What was it that made the stories of the three families you chose to follow so particularly compelling? Haven't many people crossed the race line the same way that they did?

I chose these three families because they were [both] typical and extraordinary. These families represent the diversity and range of people who crossed the line from black to white through class, geography, and social positions. There is such a rich historical record about the [Wall, Gibson, and Spencer] families [that allows us] to move beyond genealogical facts and think about who they were and what they did.

What did you find most interesting when comparing attitudes between the 1700s and 1800s, when the bulk of the narrative takes place, to present-day?

When looking at the Kentucky family, the Spencers, Jordan Spencer was visibly dark. He dyed his hair and every time he would sweat, the dye would run. There were constant reminders that this man was different. At the same time, the community still saw him as white, and decided that you could have a dark white man. These communities were capable of a lot of tolerance … on an individual level. Americans were exercising tolerance but at the same time, they chose to hate.

Did you find that people’s reactions were overwhelmingly negative upon finding out these families had African American ancestry?

Certainly, like O.S.B. Wall’s great-grandson [Thomas Murphy]. But the attitudes certainly evolve over time. People who were in denial make peace with the history. I understand Murphy’s reaction as a recognition of denial. But through years of working on his family history, he has a much stronger sense that this is his story. He’s become a tireless researcher and is committed to getting the story out, and I think that says volumes.

Goal>
Repeat the part of the interview on families who crossed the color line from "I chose these" to "place, to present-day?", word for word.

Dataset section>
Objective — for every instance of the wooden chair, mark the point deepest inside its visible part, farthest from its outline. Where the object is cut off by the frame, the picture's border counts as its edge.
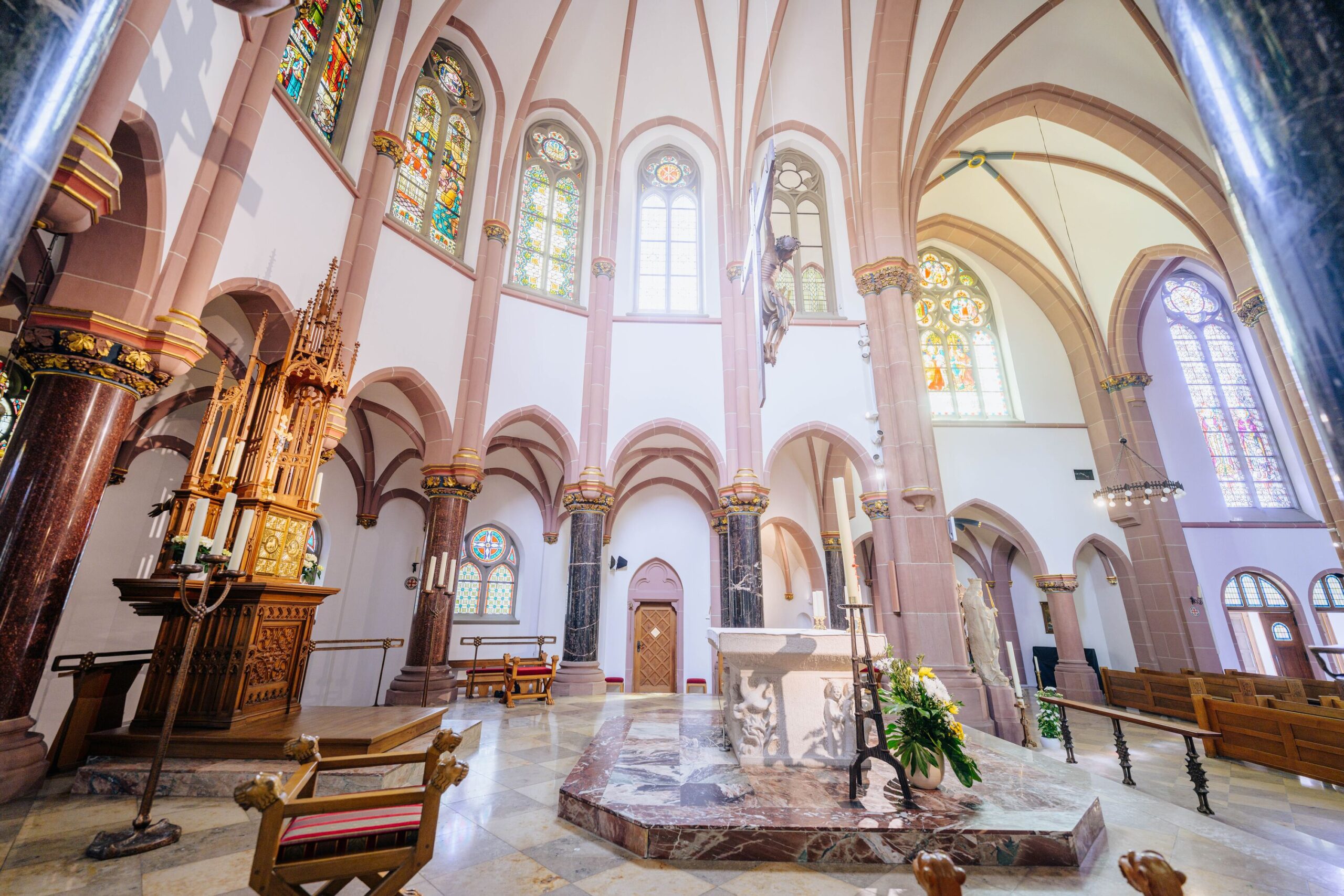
(530, 678)
(381, 837)
(1150, 873)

Task solution>
I chose these three families because they were [both] typical and extraordinary. These families represent the diversity and range of people who crossed the line from black to white through class, geography, and social positions. There is such a rich historical record about the [Wall, Gibson, and Spencer] families [that allows us] to move beyond genealogical facts and think about who they were and what they did.

What did you find most interesting when comparing attitudes between the 1700s and 1800s, when the bulk of the narrative takes place, to present-day?